═════ Data
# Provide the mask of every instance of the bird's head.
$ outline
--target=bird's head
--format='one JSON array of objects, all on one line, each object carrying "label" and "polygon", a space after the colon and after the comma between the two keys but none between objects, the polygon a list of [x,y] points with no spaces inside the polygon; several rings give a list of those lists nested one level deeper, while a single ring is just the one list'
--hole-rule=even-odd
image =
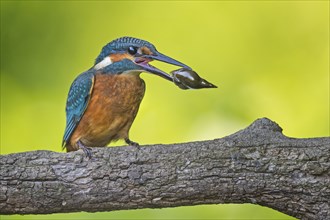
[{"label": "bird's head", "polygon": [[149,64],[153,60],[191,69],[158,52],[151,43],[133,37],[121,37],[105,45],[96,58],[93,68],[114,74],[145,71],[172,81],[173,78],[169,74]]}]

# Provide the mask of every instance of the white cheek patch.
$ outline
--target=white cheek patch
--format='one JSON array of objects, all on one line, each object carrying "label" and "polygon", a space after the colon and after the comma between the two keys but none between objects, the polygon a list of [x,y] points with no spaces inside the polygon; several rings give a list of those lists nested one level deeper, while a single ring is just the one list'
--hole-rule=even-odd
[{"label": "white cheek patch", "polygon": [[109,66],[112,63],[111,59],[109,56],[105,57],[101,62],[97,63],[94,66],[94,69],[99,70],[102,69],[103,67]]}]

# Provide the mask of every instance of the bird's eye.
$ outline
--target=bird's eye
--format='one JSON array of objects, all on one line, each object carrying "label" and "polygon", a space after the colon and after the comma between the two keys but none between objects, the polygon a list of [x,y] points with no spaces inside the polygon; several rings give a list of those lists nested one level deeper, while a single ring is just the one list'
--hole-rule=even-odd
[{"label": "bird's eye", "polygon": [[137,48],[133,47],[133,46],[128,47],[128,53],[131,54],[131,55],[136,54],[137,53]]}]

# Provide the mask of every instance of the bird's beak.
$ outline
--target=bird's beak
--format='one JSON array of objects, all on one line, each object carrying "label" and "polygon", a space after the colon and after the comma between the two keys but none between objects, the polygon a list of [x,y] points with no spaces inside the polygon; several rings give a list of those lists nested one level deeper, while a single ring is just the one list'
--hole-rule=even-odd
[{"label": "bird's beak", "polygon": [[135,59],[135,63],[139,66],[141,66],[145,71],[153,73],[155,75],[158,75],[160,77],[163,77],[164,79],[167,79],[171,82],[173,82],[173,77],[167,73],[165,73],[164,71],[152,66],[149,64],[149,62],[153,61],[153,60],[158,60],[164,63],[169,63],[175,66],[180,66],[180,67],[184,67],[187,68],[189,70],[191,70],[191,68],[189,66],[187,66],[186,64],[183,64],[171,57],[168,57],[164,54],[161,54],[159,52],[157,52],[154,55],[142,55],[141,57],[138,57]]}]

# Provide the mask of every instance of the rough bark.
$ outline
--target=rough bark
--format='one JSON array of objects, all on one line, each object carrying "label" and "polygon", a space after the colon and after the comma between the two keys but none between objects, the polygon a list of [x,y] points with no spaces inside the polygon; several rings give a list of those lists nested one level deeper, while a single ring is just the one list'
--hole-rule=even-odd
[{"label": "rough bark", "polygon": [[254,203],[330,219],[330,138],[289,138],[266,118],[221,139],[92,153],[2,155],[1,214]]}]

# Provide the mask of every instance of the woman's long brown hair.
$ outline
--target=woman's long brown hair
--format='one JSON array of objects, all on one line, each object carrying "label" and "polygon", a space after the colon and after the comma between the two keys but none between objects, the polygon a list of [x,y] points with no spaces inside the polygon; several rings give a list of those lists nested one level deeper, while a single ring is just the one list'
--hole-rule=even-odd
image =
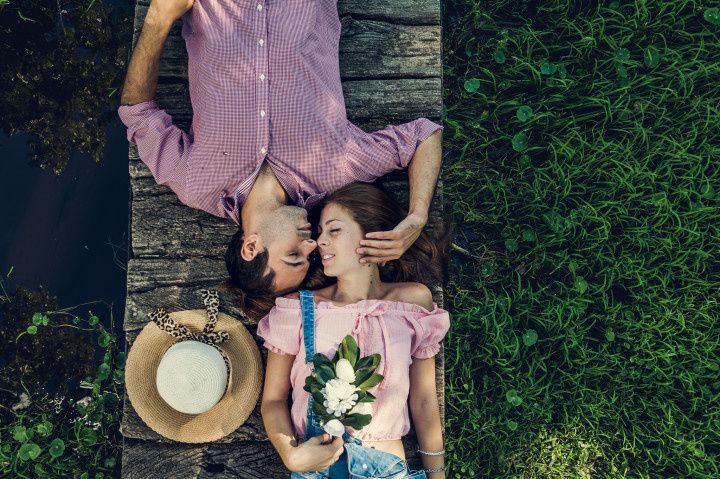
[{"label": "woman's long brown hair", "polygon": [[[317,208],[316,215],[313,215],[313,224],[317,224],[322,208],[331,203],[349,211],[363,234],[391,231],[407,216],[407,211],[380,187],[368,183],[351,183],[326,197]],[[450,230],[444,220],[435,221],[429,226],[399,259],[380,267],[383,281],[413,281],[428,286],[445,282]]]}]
══════════
═════ Data
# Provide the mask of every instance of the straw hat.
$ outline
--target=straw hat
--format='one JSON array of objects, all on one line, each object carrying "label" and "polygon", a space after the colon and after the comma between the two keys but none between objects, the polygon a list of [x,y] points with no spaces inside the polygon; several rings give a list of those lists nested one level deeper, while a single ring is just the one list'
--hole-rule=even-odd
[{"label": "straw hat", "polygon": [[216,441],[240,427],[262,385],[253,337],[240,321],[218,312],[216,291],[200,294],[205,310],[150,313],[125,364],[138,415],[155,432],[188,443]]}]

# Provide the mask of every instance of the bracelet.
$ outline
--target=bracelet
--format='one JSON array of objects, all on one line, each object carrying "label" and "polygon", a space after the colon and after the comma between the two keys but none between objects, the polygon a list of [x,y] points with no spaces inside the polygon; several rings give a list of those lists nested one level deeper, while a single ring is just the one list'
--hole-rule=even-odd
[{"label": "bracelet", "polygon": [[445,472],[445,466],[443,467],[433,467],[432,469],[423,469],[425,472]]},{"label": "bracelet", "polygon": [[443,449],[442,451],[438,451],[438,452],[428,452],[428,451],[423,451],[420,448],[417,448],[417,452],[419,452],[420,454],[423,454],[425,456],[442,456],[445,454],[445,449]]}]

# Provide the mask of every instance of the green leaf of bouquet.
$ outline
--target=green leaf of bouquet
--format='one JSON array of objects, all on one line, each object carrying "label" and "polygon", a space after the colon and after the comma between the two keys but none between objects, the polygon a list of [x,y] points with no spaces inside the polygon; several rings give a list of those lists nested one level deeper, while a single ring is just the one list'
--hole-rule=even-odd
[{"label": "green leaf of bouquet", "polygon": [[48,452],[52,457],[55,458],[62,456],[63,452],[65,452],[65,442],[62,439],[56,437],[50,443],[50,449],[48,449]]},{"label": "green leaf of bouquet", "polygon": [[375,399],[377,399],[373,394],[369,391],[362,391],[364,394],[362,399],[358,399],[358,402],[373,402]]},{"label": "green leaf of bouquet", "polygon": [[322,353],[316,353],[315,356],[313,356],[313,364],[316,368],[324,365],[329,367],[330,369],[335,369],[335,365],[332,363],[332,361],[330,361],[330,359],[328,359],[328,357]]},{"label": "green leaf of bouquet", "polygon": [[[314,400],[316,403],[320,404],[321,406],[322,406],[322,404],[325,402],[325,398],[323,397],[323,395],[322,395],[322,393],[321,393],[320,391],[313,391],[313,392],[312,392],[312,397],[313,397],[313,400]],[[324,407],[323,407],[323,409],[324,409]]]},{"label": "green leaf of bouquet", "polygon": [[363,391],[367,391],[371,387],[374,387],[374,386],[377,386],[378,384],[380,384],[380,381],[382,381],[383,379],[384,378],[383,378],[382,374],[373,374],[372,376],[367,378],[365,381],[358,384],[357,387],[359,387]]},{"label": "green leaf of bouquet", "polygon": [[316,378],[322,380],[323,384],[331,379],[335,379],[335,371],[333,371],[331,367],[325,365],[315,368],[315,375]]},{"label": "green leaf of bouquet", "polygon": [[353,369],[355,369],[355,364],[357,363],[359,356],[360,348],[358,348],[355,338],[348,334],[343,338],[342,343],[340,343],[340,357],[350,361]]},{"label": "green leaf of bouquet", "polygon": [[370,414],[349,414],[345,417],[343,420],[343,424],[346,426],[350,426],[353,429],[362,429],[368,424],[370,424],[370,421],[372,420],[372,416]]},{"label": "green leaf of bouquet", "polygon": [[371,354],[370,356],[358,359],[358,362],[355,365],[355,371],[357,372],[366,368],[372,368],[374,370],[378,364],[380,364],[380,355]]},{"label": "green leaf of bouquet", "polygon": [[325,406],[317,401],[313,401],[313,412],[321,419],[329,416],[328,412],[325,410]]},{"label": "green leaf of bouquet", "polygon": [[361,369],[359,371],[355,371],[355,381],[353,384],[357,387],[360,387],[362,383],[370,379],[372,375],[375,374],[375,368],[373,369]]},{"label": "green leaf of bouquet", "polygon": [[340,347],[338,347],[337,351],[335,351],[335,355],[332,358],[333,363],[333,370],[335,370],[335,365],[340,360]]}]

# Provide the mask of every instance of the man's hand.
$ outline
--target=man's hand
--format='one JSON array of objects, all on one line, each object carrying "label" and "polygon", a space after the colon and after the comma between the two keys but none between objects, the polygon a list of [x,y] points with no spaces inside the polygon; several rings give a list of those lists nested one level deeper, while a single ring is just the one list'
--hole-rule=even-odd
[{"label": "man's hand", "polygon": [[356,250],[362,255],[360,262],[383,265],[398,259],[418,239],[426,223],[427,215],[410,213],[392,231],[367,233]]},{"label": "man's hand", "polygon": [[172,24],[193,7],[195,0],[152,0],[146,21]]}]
══════════
═════ Data
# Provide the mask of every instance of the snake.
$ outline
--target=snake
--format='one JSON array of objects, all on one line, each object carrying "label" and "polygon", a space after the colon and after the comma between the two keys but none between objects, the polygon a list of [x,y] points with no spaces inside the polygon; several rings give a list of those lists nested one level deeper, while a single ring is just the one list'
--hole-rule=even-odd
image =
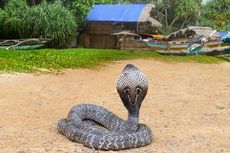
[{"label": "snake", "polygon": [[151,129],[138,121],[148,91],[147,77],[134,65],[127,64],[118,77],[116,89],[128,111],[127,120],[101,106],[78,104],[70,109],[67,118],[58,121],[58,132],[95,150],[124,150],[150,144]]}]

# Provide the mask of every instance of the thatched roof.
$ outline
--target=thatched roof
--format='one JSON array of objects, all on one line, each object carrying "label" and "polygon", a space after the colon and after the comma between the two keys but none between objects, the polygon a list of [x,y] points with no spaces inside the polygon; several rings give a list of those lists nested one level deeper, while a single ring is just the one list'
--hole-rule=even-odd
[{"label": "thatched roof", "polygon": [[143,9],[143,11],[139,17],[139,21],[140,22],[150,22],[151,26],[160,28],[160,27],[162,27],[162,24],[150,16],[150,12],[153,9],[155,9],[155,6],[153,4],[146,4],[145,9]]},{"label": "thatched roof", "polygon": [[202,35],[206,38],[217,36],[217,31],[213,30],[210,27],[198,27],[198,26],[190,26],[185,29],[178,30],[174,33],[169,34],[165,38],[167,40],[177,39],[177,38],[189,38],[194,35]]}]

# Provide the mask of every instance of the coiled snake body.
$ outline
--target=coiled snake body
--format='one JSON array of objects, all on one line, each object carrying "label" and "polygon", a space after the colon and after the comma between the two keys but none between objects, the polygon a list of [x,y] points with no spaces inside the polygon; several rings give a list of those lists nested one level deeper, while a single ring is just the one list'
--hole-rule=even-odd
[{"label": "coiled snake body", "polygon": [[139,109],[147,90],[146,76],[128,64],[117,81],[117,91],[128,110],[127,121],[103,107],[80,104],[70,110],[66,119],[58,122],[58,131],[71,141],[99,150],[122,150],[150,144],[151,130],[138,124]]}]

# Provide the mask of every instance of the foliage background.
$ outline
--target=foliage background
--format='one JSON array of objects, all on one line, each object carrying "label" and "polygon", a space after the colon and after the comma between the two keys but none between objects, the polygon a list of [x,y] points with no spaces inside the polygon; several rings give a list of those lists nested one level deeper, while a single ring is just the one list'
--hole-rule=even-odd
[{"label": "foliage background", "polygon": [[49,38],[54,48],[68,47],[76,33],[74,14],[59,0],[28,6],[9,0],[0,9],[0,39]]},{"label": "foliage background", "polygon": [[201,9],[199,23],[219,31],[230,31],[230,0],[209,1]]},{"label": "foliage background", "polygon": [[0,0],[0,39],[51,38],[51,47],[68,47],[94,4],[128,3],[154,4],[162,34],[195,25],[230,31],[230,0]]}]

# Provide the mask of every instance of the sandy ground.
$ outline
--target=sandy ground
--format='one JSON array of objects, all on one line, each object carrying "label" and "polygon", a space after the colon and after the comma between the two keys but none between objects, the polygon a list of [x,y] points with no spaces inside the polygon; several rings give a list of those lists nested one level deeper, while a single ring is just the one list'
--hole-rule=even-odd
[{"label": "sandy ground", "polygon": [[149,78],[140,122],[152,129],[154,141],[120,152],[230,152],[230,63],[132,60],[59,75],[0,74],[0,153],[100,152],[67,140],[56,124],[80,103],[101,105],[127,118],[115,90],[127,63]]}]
══════════
• **Try it**:
Repeat, character for character, the lines of the material above from the line with "# Provide the mask of every instance of the bird's head." through the line with "--target=bird's head".

• **Problem solution**:
# Provide the mask of every instance of the bird's head.
$ outline
--target=bird's head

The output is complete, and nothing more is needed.